- _Task_
Pick out each line of the material below that contains the word "grass" and copy those lines. Letter case counts.

### Records ###

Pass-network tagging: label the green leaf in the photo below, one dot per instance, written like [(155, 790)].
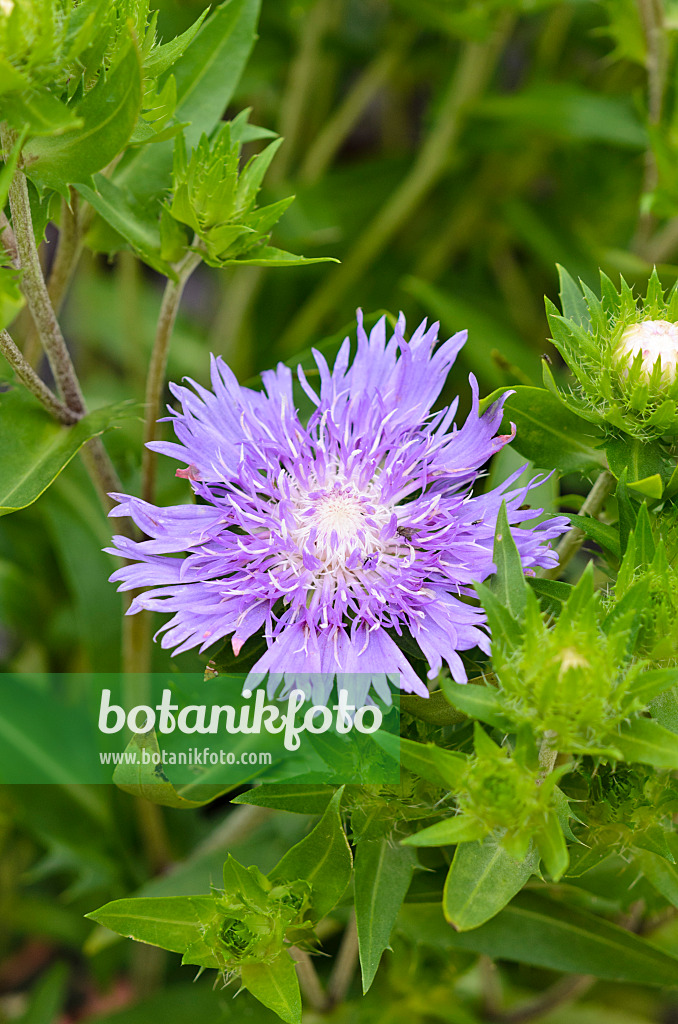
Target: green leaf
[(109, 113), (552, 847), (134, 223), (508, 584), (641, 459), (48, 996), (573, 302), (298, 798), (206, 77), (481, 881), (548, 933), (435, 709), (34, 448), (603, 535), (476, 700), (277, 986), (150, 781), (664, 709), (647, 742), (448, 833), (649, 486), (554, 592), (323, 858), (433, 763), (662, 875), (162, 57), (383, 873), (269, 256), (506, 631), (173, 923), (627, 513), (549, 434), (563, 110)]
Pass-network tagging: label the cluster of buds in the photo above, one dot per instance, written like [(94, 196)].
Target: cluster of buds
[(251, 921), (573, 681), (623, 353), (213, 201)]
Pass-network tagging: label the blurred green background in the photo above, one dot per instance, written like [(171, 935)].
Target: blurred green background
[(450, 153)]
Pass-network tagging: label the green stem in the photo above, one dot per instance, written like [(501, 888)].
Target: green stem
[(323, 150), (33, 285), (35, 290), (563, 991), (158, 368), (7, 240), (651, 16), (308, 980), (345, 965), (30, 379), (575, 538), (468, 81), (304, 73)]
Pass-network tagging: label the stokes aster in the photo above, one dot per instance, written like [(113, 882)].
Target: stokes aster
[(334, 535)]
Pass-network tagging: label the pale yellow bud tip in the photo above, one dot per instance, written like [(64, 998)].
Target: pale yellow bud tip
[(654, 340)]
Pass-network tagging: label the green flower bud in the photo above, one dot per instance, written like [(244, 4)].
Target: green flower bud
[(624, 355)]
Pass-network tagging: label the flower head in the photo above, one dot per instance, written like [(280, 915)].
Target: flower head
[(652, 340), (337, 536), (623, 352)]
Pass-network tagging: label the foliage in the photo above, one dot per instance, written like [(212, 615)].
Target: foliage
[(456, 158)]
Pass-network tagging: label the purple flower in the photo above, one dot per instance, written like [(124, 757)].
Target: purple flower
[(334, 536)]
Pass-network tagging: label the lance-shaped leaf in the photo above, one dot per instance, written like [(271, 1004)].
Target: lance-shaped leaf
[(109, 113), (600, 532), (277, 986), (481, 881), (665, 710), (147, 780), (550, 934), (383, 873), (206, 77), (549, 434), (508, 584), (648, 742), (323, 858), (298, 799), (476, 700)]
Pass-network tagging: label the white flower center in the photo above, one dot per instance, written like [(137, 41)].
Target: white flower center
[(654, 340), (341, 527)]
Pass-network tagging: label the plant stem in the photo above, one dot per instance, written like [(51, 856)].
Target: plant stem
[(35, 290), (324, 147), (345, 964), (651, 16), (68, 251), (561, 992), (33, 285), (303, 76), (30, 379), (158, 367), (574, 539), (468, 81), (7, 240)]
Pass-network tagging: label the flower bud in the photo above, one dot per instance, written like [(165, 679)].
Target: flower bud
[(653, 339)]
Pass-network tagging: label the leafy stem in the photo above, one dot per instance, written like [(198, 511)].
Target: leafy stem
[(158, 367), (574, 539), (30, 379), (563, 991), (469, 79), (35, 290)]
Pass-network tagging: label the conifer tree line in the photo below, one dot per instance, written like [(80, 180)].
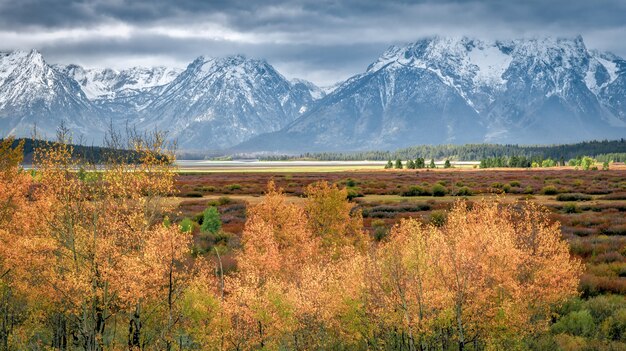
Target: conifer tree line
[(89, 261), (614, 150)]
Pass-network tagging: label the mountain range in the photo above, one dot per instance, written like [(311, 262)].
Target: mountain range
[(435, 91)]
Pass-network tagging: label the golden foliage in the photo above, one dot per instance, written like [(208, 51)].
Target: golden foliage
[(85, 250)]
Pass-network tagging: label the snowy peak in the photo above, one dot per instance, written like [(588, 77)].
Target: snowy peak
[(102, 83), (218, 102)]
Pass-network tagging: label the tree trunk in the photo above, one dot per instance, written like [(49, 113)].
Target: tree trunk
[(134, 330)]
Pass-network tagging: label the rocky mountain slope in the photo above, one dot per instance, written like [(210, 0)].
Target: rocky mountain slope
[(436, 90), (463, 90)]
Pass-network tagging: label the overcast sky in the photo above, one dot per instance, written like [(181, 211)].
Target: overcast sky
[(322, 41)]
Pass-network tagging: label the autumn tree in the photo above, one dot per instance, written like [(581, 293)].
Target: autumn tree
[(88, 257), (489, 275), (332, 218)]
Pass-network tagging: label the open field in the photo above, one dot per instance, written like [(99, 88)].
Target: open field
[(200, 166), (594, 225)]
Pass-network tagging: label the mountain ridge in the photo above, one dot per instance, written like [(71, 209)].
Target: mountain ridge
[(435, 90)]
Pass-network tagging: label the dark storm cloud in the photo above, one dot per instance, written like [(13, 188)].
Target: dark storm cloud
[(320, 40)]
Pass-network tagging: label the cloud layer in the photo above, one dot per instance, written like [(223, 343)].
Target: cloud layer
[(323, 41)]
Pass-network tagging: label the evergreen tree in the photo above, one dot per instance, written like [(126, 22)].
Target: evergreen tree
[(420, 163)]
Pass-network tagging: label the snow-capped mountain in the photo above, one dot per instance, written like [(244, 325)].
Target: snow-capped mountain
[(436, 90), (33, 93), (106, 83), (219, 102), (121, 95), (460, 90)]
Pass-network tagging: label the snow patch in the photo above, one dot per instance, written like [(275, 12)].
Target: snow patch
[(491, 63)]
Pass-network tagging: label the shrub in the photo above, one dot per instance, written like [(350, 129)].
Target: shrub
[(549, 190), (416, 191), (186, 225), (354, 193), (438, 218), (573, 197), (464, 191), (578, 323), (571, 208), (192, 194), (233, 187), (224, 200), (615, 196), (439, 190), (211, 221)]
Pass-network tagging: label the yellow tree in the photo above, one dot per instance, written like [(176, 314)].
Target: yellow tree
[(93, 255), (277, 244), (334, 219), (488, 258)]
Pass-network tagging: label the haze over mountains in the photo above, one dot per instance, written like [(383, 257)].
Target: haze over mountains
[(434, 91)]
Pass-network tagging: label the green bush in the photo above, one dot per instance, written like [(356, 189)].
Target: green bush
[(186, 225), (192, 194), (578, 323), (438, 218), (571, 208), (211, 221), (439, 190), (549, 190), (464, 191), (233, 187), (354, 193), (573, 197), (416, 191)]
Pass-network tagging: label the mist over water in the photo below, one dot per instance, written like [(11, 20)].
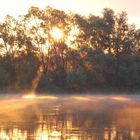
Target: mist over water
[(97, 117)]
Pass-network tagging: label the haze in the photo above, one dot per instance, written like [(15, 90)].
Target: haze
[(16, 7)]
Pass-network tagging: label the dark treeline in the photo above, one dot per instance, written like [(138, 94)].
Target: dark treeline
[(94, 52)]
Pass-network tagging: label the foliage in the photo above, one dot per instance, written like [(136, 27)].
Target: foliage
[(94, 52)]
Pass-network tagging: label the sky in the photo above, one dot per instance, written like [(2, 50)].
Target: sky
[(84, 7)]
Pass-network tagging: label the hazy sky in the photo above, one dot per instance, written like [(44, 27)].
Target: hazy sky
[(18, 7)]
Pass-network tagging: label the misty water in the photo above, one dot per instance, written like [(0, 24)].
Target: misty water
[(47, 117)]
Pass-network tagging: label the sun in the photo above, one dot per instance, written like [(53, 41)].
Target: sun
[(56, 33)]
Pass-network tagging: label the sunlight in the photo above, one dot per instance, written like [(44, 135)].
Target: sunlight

###
### Records ###

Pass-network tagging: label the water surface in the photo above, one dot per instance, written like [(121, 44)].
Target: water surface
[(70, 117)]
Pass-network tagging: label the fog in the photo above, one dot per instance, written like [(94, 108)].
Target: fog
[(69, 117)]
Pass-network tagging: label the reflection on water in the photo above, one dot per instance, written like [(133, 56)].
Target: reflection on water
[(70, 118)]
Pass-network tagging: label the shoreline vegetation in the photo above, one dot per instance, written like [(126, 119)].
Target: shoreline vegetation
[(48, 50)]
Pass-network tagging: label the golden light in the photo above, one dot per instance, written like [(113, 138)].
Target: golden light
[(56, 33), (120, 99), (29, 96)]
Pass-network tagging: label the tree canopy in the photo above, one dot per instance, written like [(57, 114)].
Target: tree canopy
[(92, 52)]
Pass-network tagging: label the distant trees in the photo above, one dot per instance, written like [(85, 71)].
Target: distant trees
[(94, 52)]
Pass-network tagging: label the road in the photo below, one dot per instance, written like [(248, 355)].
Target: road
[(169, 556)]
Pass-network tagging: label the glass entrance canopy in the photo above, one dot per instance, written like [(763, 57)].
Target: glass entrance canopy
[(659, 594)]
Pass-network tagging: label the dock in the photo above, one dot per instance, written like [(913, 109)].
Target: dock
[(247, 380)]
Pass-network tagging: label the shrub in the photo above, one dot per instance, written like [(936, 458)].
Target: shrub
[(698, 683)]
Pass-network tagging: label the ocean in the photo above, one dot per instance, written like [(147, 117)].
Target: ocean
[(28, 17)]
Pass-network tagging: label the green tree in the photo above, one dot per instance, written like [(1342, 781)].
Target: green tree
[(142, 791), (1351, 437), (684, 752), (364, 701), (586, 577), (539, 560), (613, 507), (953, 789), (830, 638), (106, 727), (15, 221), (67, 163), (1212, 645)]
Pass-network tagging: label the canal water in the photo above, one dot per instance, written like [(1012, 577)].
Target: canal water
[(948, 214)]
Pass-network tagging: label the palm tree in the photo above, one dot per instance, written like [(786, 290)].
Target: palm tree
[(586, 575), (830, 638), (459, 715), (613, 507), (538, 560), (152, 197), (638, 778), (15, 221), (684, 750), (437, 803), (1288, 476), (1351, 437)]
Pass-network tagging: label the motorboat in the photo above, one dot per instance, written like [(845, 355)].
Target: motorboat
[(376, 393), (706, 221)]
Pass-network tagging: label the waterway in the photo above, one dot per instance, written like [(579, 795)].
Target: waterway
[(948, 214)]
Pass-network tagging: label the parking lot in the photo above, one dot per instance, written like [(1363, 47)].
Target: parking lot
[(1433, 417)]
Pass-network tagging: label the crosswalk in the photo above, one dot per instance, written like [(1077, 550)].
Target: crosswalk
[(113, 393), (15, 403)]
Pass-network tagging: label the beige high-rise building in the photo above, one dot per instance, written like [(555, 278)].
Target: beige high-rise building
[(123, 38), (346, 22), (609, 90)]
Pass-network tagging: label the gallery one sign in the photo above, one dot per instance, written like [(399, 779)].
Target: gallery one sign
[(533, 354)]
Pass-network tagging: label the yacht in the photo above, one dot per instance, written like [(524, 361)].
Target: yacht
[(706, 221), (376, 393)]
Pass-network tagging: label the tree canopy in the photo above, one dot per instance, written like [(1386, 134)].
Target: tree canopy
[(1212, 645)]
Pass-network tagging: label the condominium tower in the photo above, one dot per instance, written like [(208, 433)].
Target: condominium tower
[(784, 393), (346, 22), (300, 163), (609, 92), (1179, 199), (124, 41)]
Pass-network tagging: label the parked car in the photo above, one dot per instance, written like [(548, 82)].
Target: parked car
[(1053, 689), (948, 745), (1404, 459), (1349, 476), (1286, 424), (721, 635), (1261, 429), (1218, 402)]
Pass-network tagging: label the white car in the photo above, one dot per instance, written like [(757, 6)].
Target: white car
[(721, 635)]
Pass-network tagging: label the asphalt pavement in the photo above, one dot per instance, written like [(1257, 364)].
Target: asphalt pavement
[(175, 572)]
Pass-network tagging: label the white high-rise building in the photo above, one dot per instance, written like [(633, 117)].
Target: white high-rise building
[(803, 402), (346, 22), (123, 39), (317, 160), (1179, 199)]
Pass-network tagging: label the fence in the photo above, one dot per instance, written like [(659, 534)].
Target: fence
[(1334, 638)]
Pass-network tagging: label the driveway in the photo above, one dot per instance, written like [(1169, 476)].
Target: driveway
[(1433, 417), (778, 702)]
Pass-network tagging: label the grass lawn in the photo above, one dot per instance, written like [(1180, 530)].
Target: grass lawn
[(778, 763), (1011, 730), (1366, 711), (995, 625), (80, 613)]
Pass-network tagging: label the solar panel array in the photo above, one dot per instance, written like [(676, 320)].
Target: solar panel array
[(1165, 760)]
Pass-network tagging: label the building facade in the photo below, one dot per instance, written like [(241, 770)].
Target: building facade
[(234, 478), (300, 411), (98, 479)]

###
### Records ###

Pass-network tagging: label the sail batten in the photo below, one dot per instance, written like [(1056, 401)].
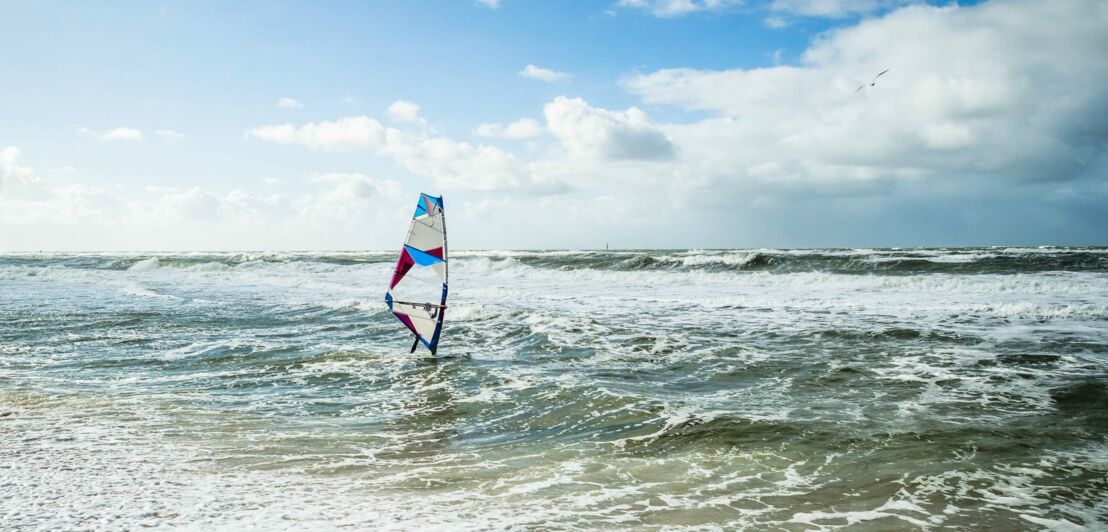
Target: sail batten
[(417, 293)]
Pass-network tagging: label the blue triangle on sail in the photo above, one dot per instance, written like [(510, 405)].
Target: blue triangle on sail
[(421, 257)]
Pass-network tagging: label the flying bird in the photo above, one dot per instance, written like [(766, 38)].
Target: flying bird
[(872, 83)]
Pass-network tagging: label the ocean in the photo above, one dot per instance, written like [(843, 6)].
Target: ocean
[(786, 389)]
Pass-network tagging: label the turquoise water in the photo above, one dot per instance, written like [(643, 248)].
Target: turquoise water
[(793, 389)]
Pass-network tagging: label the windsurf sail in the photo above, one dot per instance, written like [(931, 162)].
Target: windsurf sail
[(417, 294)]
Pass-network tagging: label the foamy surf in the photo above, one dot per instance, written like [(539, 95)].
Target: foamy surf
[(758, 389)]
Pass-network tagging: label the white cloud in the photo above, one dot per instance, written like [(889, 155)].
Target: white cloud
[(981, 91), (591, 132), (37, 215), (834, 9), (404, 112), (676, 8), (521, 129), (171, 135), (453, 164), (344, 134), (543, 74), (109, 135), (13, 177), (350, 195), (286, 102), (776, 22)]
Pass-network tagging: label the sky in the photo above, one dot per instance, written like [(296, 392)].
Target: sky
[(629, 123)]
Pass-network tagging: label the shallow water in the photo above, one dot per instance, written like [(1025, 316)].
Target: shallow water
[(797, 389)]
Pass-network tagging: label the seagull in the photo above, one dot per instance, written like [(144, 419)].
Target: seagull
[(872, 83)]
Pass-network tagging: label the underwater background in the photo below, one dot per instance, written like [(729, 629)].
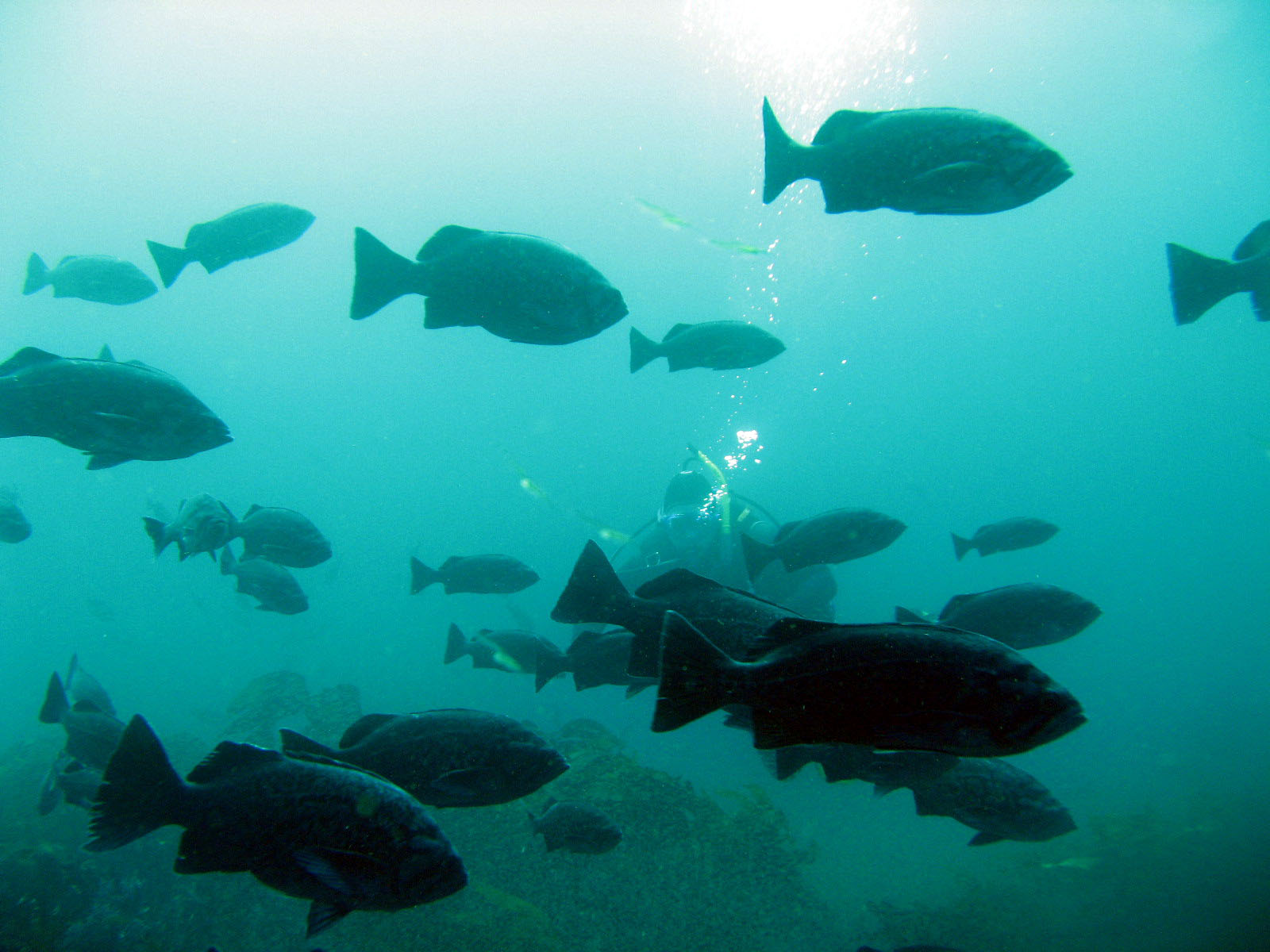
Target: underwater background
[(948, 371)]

###

- _Result for this exercise_
Pass-network tagging: label the grass lawn in the photo above, one dot per instance, written like [(1180, 530)].
Target: grass lawn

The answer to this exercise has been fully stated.